Pick out all lines of the entries that include the word "curly" and copy them.

Collected data:
»»
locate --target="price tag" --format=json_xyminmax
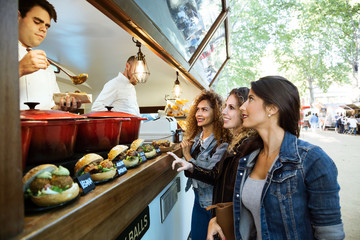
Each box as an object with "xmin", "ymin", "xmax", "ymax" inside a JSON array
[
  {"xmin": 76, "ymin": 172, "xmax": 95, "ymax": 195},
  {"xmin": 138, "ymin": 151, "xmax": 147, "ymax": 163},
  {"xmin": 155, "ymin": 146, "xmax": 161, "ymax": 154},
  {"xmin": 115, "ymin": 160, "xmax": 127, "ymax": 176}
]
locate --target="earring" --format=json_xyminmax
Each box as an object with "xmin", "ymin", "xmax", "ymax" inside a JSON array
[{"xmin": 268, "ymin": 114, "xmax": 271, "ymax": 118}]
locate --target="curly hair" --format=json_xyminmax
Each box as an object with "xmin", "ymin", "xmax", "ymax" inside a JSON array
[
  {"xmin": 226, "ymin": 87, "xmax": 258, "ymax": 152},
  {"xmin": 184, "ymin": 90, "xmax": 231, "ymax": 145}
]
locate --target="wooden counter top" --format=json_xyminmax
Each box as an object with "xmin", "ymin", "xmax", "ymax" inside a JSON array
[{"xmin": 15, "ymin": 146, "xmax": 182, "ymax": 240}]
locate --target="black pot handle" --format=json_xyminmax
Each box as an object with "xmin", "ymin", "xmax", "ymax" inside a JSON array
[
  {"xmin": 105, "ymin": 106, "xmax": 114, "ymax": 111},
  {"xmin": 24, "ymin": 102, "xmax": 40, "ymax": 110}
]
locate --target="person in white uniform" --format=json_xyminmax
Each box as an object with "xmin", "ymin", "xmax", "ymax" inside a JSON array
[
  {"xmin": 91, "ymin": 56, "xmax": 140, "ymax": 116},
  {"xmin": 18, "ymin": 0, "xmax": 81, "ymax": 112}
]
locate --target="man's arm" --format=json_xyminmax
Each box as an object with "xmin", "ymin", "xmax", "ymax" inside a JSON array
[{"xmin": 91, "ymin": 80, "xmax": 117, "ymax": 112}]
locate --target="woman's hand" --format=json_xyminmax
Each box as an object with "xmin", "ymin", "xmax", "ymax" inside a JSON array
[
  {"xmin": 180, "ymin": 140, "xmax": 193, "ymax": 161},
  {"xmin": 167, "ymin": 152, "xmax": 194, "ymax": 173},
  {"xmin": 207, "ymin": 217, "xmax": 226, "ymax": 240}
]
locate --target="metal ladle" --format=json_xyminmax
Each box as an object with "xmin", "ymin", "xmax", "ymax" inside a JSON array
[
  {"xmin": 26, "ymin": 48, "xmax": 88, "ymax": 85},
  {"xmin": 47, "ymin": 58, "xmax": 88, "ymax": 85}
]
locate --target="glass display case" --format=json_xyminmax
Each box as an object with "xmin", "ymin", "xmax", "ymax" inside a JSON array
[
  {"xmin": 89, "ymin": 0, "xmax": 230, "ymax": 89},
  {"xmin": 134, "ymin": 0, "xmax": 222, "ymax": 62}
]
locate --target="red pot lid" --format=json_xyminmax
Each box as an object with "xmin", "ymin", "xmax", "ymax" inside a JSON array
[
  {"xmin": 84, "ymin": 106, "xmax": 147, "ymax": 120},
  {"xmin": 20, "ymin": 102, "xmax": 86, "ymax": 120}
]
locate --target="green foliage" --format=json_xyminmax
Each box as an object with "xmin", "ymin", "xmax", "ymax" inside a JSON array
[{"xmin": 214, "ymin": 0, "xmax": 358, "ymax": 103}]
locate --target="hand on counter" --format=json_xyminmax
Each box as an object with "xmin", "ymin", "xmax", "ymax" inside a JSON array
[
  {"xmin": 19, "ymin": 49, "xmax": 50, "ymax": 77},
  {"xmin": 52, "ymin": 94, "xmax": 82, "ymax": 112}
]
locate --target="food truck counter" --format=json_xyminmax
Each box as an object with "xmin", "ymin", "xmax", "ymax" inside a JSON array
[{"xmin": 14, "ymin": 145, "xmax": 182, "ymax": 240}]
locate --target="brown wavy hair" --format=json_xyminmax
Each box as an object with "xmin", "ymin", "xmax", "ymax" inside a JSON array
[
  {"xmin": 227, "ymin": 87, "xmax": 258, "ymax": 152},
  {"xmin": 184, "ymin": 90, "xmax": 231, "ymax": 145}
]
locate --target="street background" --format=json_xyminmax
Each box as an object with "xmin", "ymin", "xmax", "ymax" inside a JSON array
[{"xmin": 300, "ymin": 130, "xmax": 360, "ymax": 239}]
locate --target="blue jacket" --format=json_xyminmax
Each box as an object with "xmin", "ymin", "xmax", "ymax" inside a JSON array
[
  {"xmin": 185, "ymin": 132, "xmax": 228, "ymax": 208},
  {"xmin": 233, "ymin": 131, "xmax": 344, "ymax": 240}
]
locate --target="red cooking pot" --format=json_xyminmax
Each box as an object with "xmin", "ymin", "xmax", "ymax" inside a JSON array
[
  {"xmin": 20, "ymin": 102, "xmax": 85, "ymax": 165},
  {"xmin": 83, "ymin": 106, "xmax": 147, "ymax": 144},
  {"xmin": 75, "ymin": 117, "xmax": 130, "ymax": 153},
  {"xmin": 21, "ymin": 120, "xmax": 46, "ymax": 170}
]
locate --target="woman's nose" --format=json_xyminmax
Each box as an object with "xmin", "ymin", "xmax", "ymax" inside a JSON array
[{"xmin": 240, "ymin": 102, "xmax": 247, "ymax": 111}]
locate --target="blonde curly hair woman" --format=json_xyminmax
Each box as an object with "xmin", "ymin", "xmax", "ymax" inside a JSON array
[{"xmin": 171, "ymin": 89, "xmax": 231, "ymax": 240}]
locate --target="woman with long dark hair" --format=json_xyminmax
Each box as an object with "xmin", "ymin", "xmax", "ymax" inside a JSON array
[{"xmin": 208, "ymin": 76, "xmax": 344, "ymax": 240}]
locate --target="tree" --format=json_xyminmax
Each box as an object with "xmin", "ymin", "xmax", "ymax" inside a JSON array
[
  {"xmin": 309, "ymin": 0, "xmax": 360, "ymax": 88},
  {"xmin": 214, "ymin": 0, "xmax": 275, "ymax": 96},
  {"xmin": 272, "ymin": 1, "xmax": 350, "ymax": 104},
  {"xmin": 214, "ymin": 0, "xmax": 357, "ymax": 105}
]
««
» **Reply**
locate --target="curly hair" --format=json_xyminmax
locate --target="blonde curly hair woman" --format=json_xyminmax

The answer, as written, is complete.